[Records from a dataset]
::::::::::

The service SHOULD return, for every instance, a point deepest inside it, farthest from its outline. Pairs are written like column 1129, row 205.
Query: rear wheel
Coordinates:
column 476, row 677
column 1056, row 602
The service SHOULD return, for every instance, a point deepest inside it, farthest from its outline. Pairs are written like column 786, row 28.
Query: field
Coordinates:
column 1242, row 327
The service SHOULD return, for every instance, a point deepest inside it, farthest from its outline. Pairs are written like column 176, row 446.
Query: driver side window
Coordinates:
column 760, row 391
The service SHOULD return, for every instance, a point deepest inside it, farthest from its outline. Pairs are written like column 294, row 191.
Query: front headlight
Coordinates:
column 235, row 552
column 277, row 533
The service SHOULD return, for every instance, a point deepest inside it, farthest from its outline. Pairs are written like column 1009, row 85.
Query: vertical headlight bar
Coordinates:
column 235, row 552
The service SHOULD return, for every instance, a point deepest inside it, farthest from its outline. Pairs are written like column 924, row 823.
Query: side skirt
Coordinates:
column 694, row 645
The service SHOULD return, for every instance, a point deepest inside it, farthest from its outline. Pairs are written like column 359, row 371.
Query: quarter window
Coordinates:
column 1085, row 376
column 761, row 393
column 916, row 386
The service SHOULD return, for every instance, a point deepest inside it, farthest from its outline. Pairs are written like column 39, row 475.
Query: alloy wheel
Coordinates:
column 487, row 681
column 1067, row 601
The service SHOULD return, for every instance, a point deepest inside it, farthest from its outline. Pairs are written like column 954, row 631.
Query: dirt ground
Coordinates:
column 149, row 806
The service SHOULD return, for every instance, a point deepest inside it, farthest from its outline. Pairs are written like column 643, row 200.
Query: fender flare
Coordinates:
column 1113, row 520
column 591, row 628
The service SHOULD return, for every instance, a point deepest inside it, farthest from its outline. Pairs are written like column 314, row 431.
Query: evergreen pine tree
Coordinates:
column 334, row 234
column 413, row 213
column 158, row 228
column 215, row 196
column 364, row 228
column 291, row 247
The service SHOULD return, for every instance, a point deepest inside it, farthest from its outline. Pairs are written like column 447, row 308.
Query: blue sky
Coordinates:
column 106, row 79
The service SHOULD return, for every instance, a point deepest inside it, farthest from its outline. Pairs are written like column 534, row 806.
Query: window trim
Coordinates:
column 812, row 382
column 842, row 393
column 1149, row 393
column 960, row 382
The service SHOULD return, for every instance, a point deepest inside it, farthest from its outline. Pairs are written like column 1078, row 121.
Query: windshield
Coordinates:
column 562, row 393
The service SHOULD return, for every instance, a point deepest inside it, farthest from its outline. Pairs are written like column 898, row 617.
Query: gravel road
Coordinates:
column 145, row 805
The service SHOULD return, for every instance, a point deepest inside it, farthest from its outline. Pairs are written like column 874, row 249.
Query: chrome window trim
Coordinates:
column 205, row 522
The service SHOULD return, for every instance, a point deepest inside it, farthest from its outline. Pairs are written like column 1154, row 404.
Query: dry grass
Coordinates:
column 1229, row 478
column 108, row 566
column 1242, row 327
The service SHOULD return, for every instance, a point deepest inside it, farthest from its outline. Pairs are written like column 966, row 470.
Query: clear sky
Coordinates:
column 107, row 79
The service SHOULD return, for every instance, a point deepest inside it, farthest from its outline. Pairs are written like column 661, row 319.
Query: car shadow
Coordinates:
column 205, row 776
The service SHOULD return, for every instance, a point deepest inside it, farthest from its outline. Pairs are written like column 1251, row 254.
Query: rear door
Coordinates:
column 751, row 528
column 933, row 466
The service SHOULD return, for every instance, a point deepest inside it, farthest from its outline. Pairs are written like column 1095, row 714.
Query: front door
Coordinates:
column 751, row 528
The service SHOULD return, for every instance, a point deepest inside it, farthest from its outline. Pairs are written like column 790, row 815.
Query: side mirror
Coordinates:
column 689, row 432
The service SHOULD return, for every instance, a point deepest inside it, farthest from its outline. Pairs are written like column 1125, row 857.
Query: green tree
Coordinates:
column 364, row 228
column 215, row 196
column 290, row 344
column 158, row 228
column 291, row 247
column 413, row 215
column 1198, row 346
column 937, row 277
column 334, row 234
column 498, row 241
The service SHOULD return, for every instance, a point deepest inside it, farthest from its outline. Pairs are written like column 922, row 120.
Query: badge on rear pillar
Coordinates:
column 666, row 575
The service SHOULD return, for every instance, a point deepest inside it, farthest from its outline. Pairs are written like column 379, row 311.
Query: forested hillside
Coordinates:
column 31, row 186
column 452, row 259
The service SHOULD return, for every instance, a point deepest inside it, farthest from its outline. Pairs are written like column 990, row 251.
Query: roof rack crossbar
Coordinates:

::::::::::

• [TASK STATEMENT] Show the lines of the data that hold the word "rear".

• [REPLY TO THE TASK]
Query: rear wheel
Query: rear door
Query: badge on rear pillar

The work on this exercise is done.